• **Text**
What to include: For each outcome, state the metric and whether you used fixed-effect or random-effects models. Justify model choice based on expected heterogeneity.
Item 14: Synthesis Methods
Requirement: Describe the synthesis methods, including how heterogeneity was assessed and explored.
What to include:
- Statistical software (e.g., RevMan, Comprehensive Meta-Analysis, R meta package).
- Heterogeneity assessment: I² statistic, χ² test (P-value threshold, usually P < 0.10).
- Subgroup analyses planned (if any).
- Sensitivity analyses (e.g., excluding high-risk-of-bias studies).
- Publication bias assessment: funnel plot, Egger’s test, or Trim-and-Fill method (note: funnel plots require ≥10 studies).
Item 15: Risk of Bias Across Studies
Requirement: Report any assessments of risk of bias across studies (e.g., outcome-level risk of bias, GRADE).
What to include: Use GRADE to rate certainty of evidence per outcome. Present a Summary of Findings table. Many student reviews omit this, but it’s increasingly expected.
Item 16: Additional Analyses
Requirement: Describe any additional analyses (e.g., subgroup, sensitivity, cumulative meta-analyses) and their rationale.
What to include: Distinguish between pre-specified and exploratory analyses. State whether adjustments for multiple testing were made.
Section 4: Results (Items 17–22)
Item 17: Study Selection
Requirement: Report the number of records identified in each database, the number after duplicates removed, the number screened, the number assessed for eligibility, and the number included in the review, with reasons for exclusions at each stage (ideally using a flow diagram).
What to include: The PRISMA flow diagram is mandatory. It has four boxes:
- Identification: Records identified through database searching (n=) and additional sources (n=).
- Screening: Duplicates removed (n=); records screened (n=); records excluded (n=).
- Eligibility: Full-text articles assessed (n=); excluded with reasons (n=).
- Included: Studies included in qualitative synthesis (n=); studies included in quantitative synthesis (meta-analysis) (n=).
Common mistake: Omitting the number of records excluded at full-text stage and their reasons. Provide a table: “Excluded at full text (n=52): 18 wrong population, 15 wrong intervention, 10 wrong outcome, 9 duplicate publication.”

• **Material provided**

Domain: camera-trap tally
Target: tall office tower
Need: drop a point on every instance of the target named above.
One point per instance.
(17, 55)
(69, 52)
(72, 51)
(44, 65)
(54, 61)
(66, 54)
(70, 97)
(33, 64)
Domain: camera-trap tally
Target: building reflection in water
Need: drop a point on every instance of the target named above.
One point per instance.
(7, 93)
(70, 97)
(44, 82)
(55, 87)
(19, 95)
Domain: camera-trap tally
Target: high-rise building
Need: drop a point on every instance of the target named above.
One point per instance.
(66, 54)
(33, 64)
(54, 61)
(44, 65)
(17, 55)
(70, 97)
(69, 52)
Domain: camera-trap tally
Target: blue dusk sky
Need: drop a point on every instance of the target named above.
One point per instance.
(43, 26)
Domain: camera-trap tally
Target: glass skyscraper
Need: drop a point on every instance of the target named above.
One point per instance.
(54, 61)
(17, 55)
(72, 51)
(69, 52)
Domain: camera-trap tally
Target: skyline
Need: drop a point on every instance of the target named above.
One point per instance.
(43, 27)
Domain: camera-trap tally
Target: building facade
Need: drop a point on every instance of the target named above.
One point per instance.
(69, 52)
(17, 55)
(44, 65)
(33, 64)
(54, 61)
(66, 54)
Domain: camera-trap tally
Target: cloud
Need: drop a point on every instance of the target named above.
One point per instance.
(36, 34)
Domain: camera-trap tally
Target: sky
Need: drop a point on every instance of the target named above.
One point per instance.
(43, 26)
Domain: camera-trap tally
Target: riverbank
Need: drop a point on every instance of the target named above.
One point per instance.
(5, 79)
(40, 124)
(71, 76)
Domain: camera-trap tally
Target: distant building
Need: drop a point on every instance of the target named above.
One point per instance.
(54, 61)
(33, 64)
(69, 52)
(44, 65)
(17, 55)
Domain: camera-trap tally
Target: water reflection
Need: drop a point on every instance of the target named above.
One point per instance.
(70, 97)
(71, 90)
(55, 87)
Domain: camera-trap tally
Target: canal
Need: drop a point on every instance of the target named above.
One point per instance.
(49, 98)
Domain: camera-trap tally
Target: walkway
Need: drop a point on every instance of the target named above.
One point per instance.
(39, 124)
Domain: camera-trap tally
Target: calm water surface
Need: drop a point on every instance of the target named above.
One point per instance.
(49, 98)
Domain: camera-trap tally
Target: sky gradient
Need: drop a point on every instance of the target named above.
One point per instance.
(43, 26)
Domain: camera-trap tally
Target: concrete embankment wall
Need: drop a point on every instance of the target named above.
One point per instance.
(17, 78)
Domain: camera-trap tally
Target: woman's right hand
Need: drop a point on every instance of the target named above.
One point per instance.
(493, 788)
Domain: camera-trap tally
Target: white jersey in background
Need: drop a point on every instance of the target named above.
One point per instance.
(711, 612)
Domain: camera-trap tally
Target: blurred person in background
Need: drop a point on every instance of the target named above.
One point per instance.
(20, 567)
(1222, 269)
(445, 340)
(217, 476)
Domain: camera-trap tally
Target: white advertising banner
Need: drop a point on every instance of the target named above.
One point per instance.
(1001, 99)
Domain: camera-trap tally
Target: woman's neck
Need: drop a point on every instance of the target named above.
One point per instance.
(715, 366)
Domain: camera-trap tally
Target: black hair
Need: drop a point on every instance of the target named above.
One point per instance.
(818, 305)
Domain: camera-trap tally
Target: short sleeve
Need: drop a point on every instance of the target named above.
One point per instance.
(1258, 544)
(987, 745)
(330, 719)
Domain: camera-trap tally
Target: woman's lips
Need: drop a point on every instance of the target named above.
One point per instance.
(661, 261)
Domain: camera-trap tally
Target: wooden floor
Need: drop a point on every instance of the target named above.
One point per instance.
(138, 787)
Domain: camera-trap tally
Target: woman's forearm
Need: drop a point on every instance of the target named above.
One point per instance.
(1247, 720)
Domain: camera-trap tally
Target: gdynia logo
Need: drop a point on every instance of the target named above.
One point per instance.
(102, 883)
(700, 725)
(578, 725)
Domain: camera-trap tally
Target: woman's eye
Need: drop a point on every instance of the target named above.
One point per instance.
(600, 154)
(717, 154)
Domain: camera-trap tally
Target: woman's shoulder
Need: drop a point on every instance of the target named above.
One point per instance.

• **List of tasks**
**1)** Duplicate the stretch from "What to include: Use" through "testing were made." in the text on PRISMA reporting items.
**2)** In the text on PRISMA reporting items, shorten the paragraph that begins "Common mistake: Omitting the number" and keep its main facts.
**3)** Extend the text on PRISMA reporting items, starting after its last sentence.

• **Expected results**
**1)**
What to include: Use GRADE to rate certainty of evidence per outcome. Present a Summary of Findings table. Many student reviews omit this, but it’s increasingly expected.
Item 16: Additional Analyses
Requirement: Describe any additional analyses (e.g., subgroup, sensitivity, cumulative meta-analyses) and their rationale.
What to include: Distinguish between pre-specified and exploratory analyses. State whether adjustments for multiple testing were made.

**2)** A common mistake is leaving out how many records were excluded at the full-text stage and why. Give a table, for example: 52 excluded at full text (18 wrong population, 15 wrong intervention, 10 wrong outcome, 9 duplicate publication).

**3)**
Item 18: Study Characteristics
Requirement: Present characteristics of the included studies (e.g., study design, settings, participants, interventions, outcomes).
What to include: A descriptive table summarizing:
- Author, year, country
- Study design (RCT, cohort, etc.)
- Sample size per group
- Participant demographics (age, gender, condition severity)
- Intervention details (duration, frequency, provider)
- Comparator(s)
- Outcomes measured
- Follow-up timepoints
Item 19: Risk of Bias Within Studies
Requirement: Present data on risk of bias for each included study and summarize across studies.
What to include: Use traffic-light plots (green = low risk, yellow = some concerns, red = high risk) for each domain of the RoB 2 or ROBINS-I tool. Show a summary table or graph indicating the proportion of studies with low/moderate/high risk per domain. This transparency allows readers to judge the certainty of evidence.
Item 20: Results of Individual Studies
Requirement: For all outcomes, present results for each study (e.g., effect estimates, confidence intervals).
What to include: Usually in a forest plot (meta-analysis) or a standalone table. For each study, report:
- Effect size (e.g., mean difference, standardized mean difference, odds ratio, risk ratio)
- 95% confidence interval
- Number of participants (treatment and control)
- Weight in meta-analysis
Item 21: Results of Syntheses
Requirement: Present results of all quantitative syntheses (meta-analyses) and summarize the evidence supporting each finding.
What to include:
- Forest plot showing individual study effects and pooled effect with CI.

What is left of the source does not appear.